▸ Yazılı görev 1: İbrahim'in doğumunu anlatan metinde "Nemrut’un müneccim ve kahinlerinin" diye başlayan paragrafı ana bilgilerini koruyarak kısa bir madde listesine dönüştürün.

▸ Belge alıntısı:
Doğduğu yer olarak; Ahvaz bölgesindeki Sus, Babil’deki Kusa, Kesker sınırındaki Verka ve Urfa isimleri rivayet edilmektedir. Bu rivayetler içinde, babasının Harranlı olduğu düşünüldüğünde Urfa’da doğmuş olma ihtimali, diğer rivayetlere göre daha ağır basmaktadır. Buna göre, Urfa’da doğup büyüdüğü ve burada Nemrut tarafından ateşe atıldığı, daha sonra Harran ve oradan da Filistin’e geçtiği anlaşılmaktadır.
Nemrut’un müneccim ve kahinlerinin, “bu sene bölgede doğacak İbrahim isimli bir çocuk, halkın dinini değiştirecek ve Nemrut’un saltanatına son verecek” anlamındaki kehanetleri veya Nemrut’un bu manada bir rüya görmesi üzerine, Nemrut, bütün kadınların bir araya toplanmasını, doğacak erkek çocukların tamamının öldürülmesini ve erkeklerin eşlerinden uzaklaştırılmalarını emretti. Bunun üzerine eşi hamile olan Azer, eşini alarak şehir dışındaki mağaraya götürdü. İbrahim burada doğdu ve on beş ay boyunca burada kaldı. Gerek fizik gerekse zeka gelişimi itibariyle yaşıtlarına göre çok daha hızlı bir şekilde gelişti.
Üzerindeki korkuyu yavaş yavaş atmaya başlayan Nemrut, söz konusu kehanetin, yalancı kimselerin ve sihirbazların uydurması olduğu hükmüne vararak halkın üzerindeki baskıyı azaltmaya başladı. Bir süre sonra da olay unutulup gitti. Bunun üzerine İbrahim mağaradan çıkarılarak şehre getirildi. Mağaradan çıkarıldıktan sonra gördüklerini babasına sorup, yaratıcısının bulunup bulunmadığını aramaya başladı. Gördüklerinin bir yaratıcısı olmalıydı.

▸ Yazılı görev 2: Kayıtlarda "bark" kelimesinin geçtiği bütün satırları toplayın. Büyük-küçük harf ayrımı dikkate alınmalıdır.

Sınırlayıcı kutu etiketleme kayıtları:
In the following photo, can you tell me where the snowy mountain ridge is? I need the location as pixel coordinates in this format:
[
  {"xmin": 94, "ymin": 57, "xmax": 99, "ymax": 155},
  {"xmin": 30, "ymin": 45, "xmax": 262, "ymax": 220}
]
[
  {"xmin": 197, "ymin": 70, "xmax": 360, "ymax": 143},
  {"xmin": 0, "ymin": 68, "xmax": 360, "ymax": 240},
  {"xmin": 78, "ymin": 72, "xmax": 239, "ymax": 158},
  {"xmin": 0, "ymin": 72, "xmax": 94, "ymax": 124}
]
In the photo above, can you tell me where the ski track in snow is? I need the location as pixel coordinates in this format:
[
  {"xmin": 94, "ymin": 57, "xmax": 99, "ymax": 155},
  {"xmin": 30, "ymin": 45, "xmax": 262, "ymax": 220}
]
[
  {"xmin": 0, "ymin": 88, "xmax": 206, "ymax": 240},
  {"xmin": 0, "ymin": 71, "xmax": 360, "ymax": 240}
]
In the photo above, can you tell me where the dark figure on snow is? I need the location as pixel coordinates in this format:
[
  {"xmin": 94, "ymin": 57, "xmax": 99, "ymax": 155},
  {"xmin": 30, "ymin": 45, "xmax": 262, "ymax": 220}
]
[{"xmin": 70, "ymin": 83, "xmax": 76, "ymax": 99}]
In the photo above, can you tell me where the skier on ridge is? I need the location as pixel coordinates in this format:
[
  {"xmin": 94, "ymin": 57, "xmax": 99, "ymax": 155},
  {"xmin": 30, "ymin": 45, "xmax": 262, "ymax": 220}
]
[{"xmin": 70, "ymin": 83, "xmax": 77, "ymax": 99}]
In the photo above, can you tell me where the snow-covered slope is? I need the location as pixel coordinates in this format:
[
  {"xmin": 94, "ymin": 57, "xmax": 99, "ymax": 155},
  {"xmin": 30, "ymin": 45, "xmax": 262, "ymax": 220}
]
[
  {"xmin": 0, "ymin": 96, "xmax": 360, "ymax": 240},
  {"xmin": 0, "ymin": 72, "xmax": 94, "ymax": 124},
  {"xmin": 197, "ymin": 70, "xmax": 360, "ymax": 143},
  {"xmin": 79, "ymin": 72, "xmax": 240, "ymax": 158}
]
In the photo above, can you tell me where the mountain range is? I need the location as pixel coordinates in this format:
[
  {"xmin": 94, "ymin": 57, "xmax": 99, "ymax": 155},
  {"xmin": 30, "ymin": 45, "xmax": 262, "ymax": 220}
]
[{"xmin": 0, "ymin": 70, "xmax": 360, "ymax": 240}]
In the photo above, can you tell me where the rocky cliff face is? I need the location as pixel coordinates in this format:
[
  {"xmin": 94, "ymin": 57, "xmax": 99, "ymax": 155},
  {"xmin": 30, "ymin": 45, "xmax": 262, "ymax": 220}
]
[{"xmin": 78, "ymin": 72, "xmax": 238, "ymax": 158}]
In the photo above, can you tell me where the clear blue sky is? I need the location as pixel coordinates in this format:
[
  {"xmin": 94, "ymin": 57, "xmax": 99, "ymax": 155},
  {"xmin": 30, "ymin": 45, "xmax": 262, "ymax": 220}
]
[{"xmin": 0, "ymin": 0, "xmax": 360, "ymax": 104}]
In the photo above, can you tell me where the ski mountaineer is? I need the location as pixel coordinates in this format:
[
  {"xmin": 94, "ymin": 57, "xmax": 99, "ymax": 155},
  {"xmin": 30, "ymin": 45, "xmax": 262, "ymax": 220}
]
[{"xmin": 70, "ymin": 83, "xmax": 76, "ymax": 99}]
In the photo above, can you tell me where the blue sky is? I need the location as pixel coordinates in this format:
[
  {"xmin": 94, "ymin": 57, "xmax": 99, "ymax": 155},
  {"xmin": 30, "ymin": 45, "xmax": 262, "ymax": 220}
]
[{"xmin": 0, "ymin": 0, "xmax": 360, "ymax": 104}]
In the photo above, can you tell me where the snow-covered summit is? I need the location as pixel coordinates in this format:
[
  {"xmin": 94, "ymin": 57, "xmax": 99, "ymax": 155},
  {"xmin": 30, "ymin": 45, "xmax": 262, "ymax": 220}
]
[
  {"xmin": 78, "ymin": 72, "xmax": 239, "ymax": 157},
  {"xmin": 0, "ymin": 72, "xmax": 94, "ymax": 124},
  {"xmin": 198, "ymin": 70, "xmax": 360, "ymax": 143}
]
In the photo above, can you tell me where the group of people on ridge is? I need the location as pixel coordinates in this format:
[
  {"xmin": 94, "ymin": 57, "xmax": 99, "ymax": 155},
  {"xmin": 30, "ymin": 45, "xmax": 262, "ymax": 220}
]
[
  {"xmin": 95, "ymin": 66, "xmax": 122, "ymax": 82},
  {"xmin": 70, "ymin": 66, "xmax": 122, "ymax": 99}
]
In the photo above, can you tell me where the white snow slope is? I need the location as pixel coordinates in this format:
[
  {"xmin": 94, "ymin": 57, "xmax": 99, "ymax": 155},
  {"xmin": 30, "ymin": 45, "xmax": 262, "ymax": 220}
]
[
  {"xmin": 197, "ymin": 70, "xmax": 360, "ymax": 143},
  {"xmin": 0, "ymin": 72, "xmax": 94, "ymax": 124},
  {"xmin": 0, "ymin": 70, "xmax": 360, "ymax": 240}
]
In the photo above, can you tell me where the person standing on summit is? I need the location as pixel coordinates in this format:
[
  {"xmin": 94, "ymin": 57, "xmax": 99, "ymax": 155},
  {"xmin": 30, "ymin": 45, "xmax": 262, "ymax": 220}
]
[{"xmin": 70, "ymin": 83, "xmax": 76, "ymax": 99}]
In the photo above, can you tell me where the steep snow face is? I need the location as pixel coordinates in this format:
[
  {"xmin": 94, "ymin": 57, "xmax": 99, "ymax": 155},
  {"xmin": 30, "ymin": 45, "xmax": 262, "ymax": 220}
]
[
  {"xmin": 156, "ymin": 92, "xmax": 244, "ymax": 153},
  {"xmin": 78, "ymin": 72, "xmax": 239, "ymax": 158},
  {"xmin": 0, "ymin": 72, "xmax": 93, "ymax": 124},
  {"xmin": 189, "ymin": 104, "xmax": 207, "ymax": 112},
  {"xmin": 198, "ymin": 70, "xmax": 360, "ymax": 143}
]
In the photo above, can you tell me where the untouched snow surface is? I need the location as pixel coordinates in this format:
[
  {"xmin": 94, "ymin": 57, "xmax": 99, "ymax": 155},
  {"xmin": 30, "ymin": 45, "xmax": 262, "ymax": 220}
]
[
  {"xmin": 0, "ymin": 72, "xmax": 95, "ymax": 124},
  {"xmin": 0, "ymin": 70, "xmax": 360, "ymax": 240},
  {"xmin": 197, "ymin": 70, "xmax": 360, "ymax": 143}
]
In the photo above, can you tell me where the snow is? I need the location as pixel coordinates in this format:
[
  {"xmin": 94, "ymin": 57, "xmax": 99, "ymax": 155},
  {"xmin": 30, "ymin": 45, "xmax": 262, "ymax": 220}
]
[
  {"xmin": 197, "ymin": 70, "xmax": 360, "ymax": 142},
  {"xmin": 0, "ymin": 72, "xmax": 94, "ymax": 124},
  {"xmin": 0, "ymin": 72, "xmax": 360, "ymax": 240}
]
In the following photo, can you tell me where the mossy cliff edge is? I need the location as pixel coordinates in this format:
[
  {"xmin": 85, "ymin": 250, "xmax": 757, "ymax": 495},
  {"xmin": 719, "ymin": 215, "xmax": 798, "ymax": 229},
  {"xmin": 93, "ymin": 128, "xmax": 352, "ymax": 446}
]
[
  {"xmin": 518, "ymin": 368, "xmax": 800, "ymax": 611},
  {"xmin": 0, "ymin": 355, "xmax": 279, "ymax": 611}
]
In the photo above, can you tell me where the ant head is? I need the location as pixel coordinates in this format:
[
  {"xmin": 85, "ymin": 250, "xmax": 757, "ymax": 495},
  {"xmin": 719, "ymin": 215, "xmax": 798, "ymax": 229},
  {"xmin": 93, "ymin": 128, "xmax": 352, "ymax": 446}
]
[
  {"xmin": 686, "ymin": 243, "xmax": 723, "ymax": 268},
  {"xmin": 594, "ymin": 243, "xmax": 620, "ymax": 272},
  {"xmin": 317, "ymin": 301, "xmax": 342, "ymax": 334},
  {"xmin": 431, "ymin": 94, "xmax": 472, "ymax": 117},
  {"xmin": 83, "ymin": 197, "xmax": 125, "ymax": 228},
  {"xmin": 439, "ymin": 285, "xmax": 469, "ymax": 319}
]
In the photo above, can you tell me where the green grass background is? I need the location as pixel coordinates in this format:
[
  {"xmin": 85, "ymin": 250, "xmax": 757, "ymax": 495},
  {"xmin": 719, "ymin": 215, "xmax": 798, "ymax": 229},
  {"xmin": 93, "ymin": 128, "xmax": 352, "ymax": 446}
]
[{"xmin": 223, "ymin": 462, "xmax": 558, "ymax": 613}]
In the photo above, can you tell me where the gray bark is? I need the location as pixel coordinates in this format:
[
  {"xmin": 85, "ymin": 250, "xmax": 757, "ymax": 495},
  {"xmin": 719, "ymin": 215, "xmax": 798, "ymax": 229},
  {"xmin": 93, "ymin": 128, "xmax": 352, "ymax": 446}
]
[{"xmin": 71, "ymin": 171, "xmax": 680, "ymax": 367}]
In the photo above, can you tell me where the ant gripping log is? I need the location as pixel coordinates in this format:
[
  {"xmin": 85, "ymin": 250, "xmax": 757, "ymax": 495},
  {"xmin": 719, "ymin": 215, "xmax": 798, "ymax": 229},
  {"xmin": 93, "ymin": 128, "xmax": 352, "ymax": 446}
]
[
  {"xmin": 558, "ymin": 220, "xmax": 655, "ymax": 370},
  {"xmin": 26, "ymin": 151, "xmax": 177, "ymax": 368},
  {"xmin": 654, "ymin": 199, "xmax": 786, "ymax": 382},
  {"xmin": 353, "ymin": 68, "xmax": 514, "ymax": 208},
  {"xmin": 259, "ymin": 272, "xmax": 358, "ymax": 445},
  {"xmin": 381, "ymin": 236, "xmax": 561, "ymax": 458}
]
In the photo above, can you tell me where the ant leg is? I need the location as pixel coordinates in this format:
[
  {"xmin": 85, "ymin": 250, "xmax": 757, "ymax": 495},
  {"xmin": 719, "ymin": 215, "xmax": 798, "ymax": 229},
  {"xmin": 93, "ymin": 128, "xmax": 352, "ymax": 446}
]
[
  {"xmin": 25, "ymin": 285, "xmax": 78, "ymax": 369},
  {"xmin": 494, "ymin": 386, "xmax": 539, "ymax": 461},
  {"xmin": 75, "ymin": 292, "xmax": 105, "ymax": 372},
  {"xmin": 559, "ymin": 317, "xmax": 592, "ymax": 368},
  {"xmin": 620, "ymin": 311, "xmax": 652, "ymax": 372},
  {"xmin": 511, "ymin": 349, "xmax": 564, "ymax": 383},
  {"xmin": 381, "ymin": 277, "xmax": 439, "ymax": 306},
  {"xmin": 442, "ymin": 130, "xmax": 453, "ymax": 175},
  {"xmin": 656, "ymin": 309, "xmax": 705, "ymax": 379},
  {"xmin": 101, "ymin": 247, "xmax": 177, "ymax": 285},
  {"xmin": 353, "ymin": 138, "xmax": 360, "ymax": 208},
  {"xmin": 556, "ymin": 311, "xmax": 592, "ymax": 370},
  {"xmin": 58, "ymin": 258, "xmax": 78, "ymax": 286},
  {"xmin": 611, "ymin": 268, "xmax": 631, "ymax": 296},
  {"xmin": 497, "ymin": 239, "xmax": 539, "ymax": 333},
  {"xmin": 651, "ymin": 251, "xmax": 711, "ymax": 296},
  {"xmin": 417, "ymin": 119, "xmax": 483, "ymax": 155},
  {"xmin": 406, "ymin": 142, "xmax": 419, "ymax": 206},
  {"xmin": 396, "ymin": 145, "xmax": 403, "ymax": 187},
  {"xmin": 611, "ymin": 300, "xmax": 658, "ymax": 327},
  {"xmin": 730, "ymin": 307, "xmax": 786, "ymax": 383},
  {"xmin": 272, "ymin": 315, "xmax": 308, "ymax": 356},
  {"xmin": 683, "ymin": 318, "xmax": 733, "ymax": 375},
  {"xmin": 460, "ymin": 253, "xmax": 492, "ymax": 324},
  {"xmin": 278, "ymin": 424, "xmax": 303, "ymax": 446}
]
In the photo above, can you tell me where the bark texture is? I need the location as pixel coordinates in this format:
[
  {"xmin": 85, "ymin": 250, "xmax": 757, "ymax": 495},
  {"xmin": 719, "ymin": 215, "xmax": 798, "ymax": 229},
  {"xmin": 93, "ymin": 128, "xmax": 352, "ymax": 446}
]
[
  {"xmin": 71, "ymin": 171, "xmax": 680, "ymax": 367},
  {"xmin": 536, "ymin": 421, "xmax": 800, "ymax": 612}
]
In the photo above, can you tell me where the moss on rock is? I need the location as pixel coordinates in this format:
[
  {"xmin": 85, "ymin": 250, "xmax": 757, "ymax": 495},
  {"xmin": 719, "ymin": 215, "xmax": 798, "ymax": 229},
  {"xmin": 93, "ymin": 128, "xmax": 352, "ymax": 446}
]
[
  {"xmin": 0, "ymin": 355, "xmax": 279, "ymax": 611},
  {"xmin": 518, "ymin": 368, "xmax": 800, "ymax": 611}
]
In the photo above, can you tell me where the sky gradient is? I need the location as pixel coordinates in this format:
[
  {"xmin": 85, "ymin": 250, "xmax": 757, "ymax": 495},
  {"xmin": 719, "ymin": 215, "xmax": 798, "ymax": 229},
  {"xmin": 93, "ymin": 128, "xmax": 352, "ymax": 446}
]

▸ Görev çözümü 1:
- Nemrut'un müneccim ve kahinleri, o yıl bölgede doğacak İbrahim adlı bir çocuğun halkın dinini değiştireceğini ve Nemrut'un saltanatına son vereceğini söyledi. Başka bir anlatıma göre Nemrut bu anlamda bir rüya gördü.
- Bunun üzerine Nemrut, bütün kadınların bir araya toplanmasını emretti. Doğacak erkek çocukların hepsinin öldürülmesini ve erkeklerin eşlerinden uzaklaştırılmasını da buyurdu.
- Eşi hamile olan Azer, onu şehir dışındaki mağaraya götürdü.
- İbrahim bu mağarada doğdu ve on beş ay orada kaldı.
- Hem fiziksel hem zihinsel olarak yaşıtlarından çok daha hızlı gelişti.

▸ Görev çözümü 2:
In the photo above, can you tell me where the gray bark is? I need the location as pixel coordinates in this format:
In the photo above, can you tell me where the bark texture is? I need the location as pixel coordinates in this format:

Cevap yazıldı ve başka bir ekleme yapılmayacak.